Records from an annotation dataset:
+---+

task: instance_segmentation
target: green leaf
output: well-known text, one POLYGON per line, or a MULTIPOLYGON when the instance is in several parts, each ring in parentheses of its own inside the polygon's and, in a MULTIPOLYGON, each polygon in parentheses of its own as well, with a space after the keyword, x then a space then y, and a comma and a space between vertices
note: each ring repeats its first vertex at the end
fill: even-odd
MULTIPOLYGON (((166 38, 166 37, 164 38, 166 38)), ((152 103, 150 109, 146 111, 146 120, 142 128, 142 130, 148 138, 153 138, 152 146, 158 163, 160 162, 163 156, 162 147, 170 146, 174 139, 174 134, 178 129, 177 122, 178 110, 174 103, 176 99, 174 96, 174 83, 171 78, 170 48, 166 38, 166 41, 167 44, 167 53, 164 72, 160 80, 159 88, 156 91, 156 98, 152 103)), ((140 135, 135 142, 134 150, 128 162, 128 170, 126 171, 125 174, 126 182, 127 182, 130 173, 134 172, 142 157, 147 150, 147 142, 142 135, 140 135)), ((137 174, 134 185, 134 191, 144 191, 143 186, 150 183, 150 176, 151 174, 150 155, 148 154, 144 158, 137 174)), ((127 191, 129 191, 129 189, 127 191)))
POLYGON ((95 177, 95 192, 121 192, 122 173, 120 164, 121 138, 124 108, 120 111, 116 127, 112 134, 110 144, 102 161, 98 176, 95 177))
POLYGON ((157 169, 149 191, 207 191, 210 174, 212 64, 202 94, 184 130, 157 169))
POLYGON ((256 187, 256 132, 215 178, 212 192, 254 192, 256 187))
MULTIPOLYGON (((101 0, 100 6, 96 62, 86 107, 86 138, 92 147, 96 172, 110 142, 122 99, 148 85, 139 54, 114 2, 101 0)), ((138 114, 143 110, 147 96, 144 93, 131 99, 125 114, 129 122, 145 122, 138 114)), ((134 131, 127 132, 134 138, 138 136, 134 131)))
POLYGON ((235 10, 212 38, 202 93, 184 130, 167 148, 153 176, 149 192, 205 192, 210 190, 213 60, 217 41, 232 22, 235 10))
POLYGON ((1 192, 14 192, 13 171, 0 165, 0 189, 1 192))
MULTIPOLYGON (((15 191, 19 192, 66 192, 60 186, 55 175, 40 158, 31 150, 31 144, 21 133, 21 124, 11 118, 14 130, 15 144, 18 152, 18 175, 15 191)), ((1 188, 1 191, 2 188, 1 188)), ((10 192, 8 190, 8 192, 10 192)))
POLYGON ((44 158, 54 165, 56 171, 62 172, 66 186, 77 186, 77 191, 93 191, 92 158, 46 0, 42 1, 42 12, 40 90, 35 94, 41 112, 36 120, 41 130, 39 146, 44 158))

+---+

» **Brief**:
Return the entries above exactly, each one complete.

» **Solved exercise**:
task: instance_segmentation
target: green leaf
output: well-known text, one POLYGON per line, or a MULTIPOLYGON when the instance is in several parts, each ring in parentheses of its own inside the polygon's and, in a MULTIPOLYGON, each polygon in parentheses of its own as well, with a space after the keyword, x then a space then y, and a comma and a space between vertices
note: each ring repeats its first vertex at the end
fill: even-odd
MULTIPOLYGON (((166 38, 166 37, 164 38, 166 38)), ((152 103, 150 109, 146 111, 146 120, 142 128, 142 130, 148 138, 153 138, 152 146, 158 163, 160 162, 163 156, 162 147, 170 146, 174 139, 174 134, 178 129, 177 122, 178 110, 174 103, 176 99, 174 96, 174 83, 171 78, 170 48, 166 38, 166 41, 167 44, 167 53, 164 72, 160 80, 159 88, 156 91, 156 98, 152 103)), ((140 135, 135 142, 134 150, 128 162, 128 170, 126 171, 125 174, 126 182, 127 182, 130 173, 134 172, 142 157, 147 150, 147 142, 142 135, 140 135)), ((137 174, 134 185, 134 191, 144 191, 143 186, 150 183, 150 176, 151 174, 150 155, 148 154, 144 158, 137 174)), ((127 191, 129 191, 129 189, 127 191)))
POLYGON ((95 177, 95 192, 121 192, 122 173, 120 164, 121 138, 124 108, 120 111, 116 127, 112 134, 110 144, 102 161, 98 176, 95 177))
POLYGON ((157 169, 149 191, 207 191, 210 174, 212 64, 202 94, 184 130, 157 169))
POLYGON ((256 187, 256 132, 215 178, 212 192, 254 192, 256 187))
MULTIPOLYGON (((101 0, 100 6, 96 62, 86 107, 86 138, 92 147, 96 172, 110 142, 122 99, 148 85, 139 54, 114 2, 101 0)), ((138 114, 143 110, 147 96, 144 93, 131 99, 125 114, 129 122, 145 122, 138 114)), ((134 131, 127 132, 134 138, 138 136, 134 131)))
POLYGON ((235 10, 212 38, 202 93, 184 130, 167 148, 153 176, 149 192, 205 192, 210 190, 213 60, 217 41, 232 22, 235 10))
POLYGON ((1 192, 14 192, 13 171, 0 165, 0 189, 1 192))
MULTIPOLYGON (((15 191, 19 192, 66 192, 60 186, 55 175, 40 158, 31 150, 31 144, 21 133, 21 124, 11 118, 14 130, 15 144, 18 152, 18 175, 15 191)), ((1 188, 1 191, 2 188, 1 188)), ((10 192, 8 190, 8 192, 10 192)))
POLYGON ((44 158, 54 165, 56 171, 62 172, 66 186, 77 186, 77 191, 93 191, 92 158, 46 0, 42 1, 42 12, 40 90, 35 94, 41 112, 36 120, 41 130, 39 146, 44 158))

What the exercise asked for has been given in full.